**Document passage:**
▼▼▼

Luckily for soccer fans, Premier League will return in a week. The first two matches will take place on June 17 featuring Aston Villa vs. Sheffield United and Manchester City vs. Arsenal. This will be 100 days after the last played game due to the coronavirus pandemic.
As the league resumes, Liverpool looks to continue its quest to win the domestic title in 30 years as it is on top of the table with 82 points. Manchester city is behind second place with 57 points and Leicester City with 53 points. There are still 92 matches to be played in the season.
Some of the players and coaches are still skeptical whether it’s safe to play and returning to play is the right move. Phil Neville, the head coach of the England women’s team, believes that the players’ safety is paramount for him and they must be respected for putting themselves out to play during a pandemic.
The French soccer league’s, Ligue 1, season has come to an end after canceling the rest of the matches. Meanwhile, La Liga, Spanish soccer league, will return on June 11; Series A, Italian soccer league, returns on June 20, and MLS will return in nearly a month, on July 8.
Bundesliga has already resumed its season back in May 16, and for a month, teams have been playing without fans. Premier League is looking to do the same and not permit any fans to attend the games.

▲▲▲

**Raw data:**

▼▼▼

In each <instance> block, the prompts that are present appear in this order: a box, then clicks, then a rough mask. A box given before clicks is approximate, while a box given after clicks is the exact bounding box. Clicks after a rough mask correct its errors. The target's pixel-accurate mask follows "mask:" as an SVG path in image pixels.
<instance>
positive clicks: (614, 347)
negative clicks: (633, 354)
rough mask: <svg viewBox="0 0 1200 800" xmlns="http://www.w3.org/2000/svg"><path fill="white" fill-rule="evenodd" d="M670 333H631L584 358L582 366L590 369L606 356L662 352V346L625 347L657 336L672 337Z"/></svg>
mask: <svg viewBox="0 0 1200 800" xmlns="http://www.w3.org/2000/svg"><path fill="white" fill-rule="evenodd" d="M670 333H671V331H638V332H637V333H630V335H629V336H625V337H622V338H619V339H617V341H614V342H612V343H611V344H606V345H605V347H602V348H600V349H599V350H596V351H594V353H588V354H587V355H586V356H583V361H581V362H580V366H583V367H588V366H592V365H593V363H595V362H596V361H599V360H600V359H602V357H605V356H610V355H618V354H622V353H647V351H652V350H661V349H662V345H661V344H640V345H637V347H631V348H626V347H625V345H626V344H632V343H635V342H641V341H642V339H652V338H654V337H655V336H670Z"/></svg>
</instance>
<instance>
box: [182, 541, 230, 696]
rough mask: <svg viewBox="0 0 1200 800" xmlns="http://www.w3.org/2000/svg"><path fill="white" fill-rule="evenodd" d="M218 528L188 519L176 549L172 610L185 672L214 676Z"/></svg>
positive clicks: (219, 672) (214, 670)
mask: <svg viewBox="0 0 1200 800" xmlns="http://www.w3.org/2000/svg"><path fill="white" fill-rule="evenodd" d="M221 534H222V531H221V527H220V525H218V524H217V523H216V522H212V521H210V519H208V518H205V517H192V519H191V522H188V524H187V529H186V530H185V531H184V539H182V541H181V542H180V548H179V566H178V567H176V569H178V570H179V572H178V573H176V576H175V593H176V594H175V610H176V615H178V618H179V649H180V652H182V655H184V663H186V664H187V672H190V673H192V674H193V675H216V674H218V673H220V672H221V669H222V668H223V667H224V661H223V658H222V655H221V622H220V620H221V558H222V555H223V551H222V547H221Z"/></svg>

▲▲▲

**Questions on the material:**
1) Does each statement below agree with the Premier League article? Answer yes or no for each, and quote the deciding words of the article. (a) The first two Premier League matches are set for June 17. (b) The Italian soccer league resumes before La Liga. (c) The Premier League intends to let fans attend its games.
2) Can you carry on the Premier League article, starting after its final sentence?

**Answers to the problems:**
1)
(a) Yes: "The first two matches will take place on June 17"
(b) No: "La Liga, Spanish soccer league, will return on June 11; Series A, Italian soccer league, returns on June 20"
(c) No: "Premier League is looking to do the same and not permit any fans to attend the games."

2)
In addition, the International Federation of Association Football, better known by its French acronym, will allow five substitutes per team per match instead of three for the remainder of the season. FIFA enforced the rule to reduce injuries, tiredness, and muscle fatigue following the 100 days period without competitive soccer.
Stop Racism. Stop Violence.
“Stop racism. Stop violence.” These are powerful words voiced by FIFA. The Association has repeatedly conveyed the message against racism and discrimination for years. Many players in Bundesliga are expressing their thoughts and actions towards the tragic case of George Floyd. Premier League will also allow players to promote anti-racism messages during matches.
Several clubs and players have echoed sentiments of the death of George Floyd through social media by taking a picture of the team kneeling on one knee and wearing t-shirts or gears in support of the terrible incident.